***** Recorded information
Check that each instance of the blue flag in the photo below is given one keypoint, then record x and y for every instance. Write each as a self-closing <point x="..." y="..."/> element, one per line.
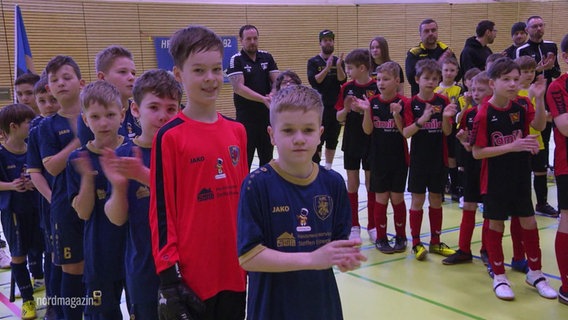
<point x="23" y="62"/>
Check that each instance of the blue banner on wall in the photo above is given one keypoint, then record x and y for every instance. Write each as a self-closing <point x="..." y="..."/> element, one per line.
<point x="165" y="61"/>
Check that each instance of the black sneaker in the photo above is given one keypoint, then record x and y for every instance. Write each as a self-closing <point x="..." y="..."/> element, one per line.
<point x="458" y="257"/>
<point x="546" y="209"/>
<point x="383" y="246"/>
<point x="399" y="244"/>
<point x="484" y="257"/>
**********
--- Task requirements ---
Scale the entries above by repeating every line, requests included, with each x and y coordinate in the answers multiplied by 0.8 and rounded to a whole number, halves going up. Leave the pictures out.

--- Reply to the task ---
Check that each instance of the blue flag in the photo below is given one keypoint, then record x and y for every instance. Write each as a self-closing <point x="..." y="..."/> element, one per line.
<point x="18" y="50"/>
Check that each instance of the blue banner on wall in the photo above is given one keypoint, then record x and y for every instance. Write each as a self-closing <point x="..." y="..."/> element, one per line.
<point x="132" y="49"/>
Check that each instance of the black sneaker in the photo above is given one keypoint, then record x and y for every instance. Write each as a self-closing <point x="..." y="..."/> element, one per line.
<point x="366" y="206"/>
<point x="437" y="167"/>
<point x="306" y="197"/>
<point x="319" y="195"/>
<point x="387" y="206"/>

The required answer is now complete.